## Extrait du texte

"""

Rapatriement des enfants détenus dans les camps de Roj et d'Al Hol (Syrie)
Question de :
M. Dominique Potier
Meurthe-et-Moselle (5e circonscription) - Socialistes et apparentés
M. Dominique Potier interroge M. le garde des sceaux, ministre de la justice, sur le rapatriement des ressortissants français mineurs actuellement détenus au nord-est syrien. Dans les camps de Roj et d'Al Hol, 200 enfants français, dont les deux tiers ont moins de six ans, survivent avec leurs parents, dans l'immense majorité des cas leurs mères seules, dans des conditions effroyables. À ce jour, le Défenseur des droits, la Commission nationale consultative des droits de l'Homme, le Secrétaire général des Nations unies, le Commissaire aux droits de l'homme du Conseil de l'Europe, l'UNICEF, le directeur du Centre d'analyse du terrorisme et le coordonnateur des juges antiterroristes se sont tous publiquement prononcés en faveur du rapatriement de ces enfants et de leurs parents pour des raisons tant humanitaires que sécuritaires. Tous les plus grands spécialistes de l'antiterrorisme s'accordent à dire que l'inertie des autorités françaises contribue à moyen et long terme à fabriquer sur mesure les attentats de demain. Les autorités irakiennes ayant refusé la sous-traitance judiciaire des ressortissants français, les autorités locales kurdes appellent la France à les rapatrier. Ces femmes ne sont judiciarisées qu'en France : elles font toutes l'objet d'une information judiciaire antiterroriste, sont sous le coup d'un mandat d'arrêt international de la France, et pour certaines d'entre elles ont été condamnées par défaut à des peines allant jusqu'à 20 ans de réclusion criminelle. Les récentes évasions de ces mères avec leurs enfants du camp d'Al Hol ne peuvent qu'inquiéter les Français sur un plan sécuritaire. Il lui demande si la question de ces rapatriements figure à l'ordre du jour du prochain Conseil de défense et quelles actions le ministère de la justice entend prendre concrètement pour assurer le retour de ces enfants dans leurs familles en France, alors que ceux-ci viennent de vivre les conséquences tragiques d'un second été en plein désert syrien, exposés à des températures supérieures à 40 degrés et risquent de connaître la violence d'un troisième hiver à -20 degrés dans ce sinistre décor que d'aucuns appellent un « Guantanamo pour enfants ».

"""

## Matériel fourni

"""

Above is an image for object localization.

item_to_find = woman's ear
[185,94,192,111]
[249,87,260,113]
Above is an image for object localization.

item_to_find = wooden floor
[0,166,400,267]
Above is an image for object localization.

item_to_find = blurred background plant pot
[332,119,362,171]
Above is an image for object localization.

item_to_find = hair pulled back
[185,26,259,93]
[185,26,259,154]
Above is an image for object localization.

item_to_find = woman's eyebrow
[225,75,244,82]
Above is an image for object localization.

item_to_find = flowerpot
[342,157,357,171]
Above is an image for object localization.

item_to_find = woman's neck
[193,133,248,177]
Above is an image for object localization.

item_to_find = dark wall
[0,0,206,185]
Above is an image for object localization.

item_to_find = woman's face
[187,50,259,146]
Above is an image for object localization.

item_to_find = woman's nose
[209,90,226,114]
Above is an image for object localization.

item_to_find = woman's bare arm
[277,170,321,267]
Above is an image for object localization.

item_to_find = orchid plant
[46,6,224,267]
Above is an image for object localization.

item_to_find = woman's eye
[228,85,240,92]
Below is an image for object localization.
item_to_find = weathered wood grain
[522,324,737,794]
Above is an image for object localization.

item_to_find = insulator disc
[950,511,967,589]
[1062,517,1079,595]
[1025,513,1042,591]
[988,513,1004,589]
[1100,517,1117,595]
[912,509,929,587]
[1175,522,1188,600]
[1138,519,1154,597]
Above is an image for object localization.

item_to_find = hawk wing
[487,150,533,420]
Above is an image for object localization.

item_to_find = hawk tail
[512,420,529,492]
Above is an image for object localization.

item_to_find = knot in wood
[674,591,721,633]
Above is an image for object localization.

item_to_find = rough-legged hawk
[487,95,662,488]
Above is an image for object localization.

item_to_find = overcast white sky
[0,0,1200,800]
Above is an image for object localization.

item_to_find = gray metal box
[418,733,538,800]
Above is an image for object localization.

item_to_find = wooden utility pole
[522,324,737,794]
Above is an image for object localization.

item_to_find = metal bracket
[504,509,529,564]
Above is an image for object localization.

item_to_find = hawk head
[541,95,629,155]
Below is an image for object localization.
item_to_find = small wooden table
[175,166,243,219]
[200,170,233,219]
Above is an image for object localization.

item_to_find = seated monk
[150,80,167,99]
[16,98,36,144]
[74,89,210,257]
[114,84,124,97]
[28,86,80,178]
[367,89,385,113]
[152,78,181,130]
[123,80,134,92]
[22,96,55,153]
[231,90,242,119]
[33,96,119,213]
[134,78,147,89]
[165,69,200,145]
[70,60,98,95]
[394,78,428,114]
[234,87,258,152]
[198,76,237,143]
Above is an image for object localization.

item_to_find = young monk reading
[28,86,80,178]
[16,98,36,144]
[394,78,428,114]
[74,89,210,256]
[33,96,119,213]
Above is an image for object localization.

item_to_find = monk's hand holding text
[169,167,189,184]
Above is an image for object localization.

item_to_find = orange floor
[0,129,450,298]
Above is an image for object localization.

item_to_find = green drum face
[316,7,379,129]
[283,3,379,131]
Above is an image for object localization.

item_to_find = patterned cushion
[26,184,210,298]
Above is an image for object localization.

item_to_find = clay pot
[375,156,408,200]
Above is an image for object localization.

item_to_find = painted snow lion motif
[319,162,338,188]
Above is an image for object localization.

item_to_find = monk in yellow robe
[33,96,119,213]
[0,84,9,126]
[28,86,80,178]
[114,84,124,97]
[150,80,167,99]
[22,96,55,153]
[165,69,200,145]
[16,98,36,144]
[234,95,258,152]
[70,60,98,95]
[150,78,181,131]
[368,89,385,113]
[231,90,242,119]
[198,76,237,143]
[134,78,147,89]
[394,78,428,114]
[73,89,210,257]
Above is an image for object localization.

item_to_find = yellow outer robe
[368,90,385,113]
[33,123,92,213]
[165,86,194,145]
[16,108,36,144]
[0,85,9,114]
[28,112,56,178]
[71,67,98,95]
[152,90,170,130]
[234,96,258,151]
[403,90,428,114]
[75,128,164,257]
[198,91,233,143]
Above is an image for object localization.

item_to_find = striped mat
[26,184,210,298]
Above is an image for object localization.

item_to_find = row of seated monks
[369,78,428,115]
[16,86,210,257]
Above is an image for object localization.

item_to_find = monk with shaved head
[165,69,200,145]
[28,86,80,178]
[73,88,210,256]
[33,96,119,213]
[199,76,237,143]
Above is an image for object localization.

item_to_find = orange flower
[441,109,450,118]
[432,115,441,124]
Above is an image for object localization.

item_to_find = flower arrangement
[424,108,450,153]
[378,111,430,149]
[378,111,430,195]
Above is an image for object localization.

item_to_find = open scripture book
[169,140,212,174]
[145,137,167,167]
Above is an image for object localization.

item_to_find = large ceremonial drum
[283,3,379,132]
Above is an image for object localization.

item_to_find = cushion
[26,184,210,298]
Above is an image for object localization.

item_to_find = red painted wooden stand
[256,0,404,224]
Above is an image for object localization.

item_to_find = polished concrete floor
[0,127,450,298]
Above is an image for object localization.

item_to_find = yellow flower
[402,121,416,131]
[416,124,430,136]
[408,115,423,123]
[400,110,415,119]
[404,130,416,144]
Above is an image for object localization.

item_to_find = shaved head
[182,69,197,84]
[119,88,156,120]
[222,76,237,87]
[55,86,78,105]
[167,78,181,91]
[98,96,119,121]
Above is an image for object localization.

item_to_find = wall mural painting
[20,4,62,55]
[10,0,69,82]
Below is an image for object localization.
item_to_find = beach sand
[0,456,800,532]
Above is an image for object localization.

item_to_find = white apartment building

"""

## Consignes
1 – Dans le texte sur le rapatriement des enfants, relevez toutes les personnes et institutions qui se sont publiquement prononcées en faveur de ce rapatriement.
2 – Renvoyez chaque ligne des entrées qui contient la chaîne "plant", en respectant la casse.

## Réponses attendues
1 –
- le Défenseur des droits
- la Commission nationale consultative des droits de l'Homme
- le Secrétaire général des Nations unies
- le Commissaire aux droits de l'homme du Conseil de l'Europe
- l'UNICEF
- le directeur du Centre d'analyse du terrorisme
- le coordonnateur des juges antiterroristes

2 –
item_to_find = blurred background plant pot
item_to_find = orchid plant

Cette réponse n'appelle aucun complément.